What you have to do =>
Each entry should be set down exactly as written, except for any picture it holds.

^^^^

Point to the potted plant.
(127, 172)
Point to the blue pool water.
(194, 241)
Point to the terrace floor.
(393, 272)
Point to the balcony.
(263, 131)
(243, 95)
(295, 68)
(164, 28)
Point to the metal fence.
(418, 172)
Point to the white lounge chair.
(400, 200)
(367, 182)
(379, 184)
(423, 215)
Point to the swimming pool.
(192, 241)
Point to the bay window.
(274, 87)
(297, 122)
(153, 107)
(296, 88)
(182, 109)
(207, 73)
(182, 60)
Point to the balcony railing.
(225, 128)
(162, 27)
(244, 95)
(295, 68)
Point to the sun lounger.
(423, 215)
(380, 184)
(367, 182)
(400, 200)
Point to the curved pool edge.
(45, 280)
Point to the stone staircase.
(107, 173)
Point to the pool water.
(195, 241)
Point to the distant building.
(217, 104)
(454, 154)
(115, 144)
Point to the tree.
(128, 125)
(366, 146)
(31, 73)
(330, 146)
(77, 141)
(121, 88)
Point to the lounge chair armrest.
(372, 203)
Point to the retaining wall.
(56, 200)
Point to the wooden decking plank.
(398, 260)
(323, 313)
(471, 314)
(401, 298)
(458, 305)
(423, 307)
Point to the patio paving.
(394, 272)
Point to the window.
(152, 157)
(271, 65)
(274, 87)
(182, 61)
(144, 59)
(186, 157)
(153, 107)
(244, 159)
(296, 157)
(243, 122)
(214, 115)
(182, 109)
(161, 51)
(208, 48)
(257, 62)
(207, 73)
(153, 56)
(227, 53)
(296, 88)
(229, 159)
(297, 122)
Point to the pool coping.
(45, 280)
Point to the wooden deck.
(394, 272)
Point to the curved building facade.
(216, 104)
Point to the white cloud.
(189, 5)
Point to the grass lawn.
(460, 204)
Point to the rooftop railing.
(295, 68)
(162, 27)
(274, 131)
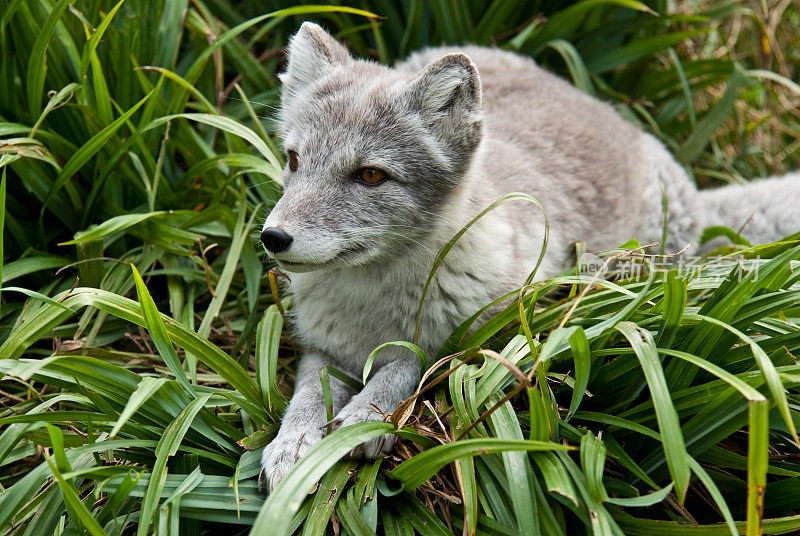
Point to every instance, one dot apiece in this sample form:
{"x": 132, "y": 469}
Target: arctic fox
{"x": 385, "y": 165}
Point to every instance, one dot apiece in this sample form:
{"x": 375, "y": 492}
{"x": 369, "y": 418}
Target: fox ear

^^^^

Output for this exercise =>
Point to the potted plant.
(127, 172)
Point to the blue pool water.
(194, 241)
Point to the terrace floor.
(393, 272)
Point to the balcony.
(263, 131)
(243, 95)
(295, 68)
(164, 28)
Point to the metal fence.
(418, 172)
Point to the white lounge chair.
(400, 200)
(367, 182)
(379, 184)
(423, 215)
Point to the swimming pool.
(192, 241)
Point to the bay window.
(274, 87)
(297, 122)
(153, 107)
(296, 88)
(182, 109)
(207, 73)
(182, 60)
Point to the balcony railing.
(225, 128)
(162, 27)
(244, 95)
(295, 68)
Point to the sun lounger.
(423, 215)
(380, 184)
(367, 182)
(400, 200)
Point to the curved pool edge.
(45, 280)
Point to the stone staircase.
(107, 173)
Point to the pool water.
(195, 241)
Point to the distant building.
(217, 104)
(454, 154)
(115, 144)
Point to the tree.
(128, 125)
(366, 146)
(31, 73)
(330, 146)
(77, 141)
(121, 88)
Point to the lounge chair armrest.
(372, 203)
Point to the retaining wall.
(56, 200)
Point to the wooden decking plank.
(398, 260)
(323, 313)
(471, 314)
(401, 298)
(458, 305)
(423, 307)
Point to the patio paving.
(394, 272)
Point to the window.
(152, 157)
(271, 65)
(274, 87)
(182, 61)
(144, 59)
(186, 157)
(153, 107)
(244, 159)
(296, 157)
(243, 122)
(214, 115)
(182, 109)
(161, 51)
(208, 48)
(257, 62)
(207, 73)
(153, 56)
(227, 53)
(296, 88)
(229, 159)
(297, 122)
Point to the pool coping.
(45, 280)
Point to the wooden deck.
(394, 272)
Point to the curved building facade.
(216, 104)
Point to the white cloud.
(189, 5)
Point to the grass lawn.
(460, 204)
Point to the rooftop railing.
(295, 68)
(162, 27)
(274, 131)
Point to every instance, one dot apiece in this sample form:
{"x": 132, "y": 469}
Target: arctic fox
{"x": 385, "y": 165}
Point to every instance, one dot apiece in this sample form:
{"x": 375, "y": 492}
{"x": 369, "y": 418}
Target: fox ear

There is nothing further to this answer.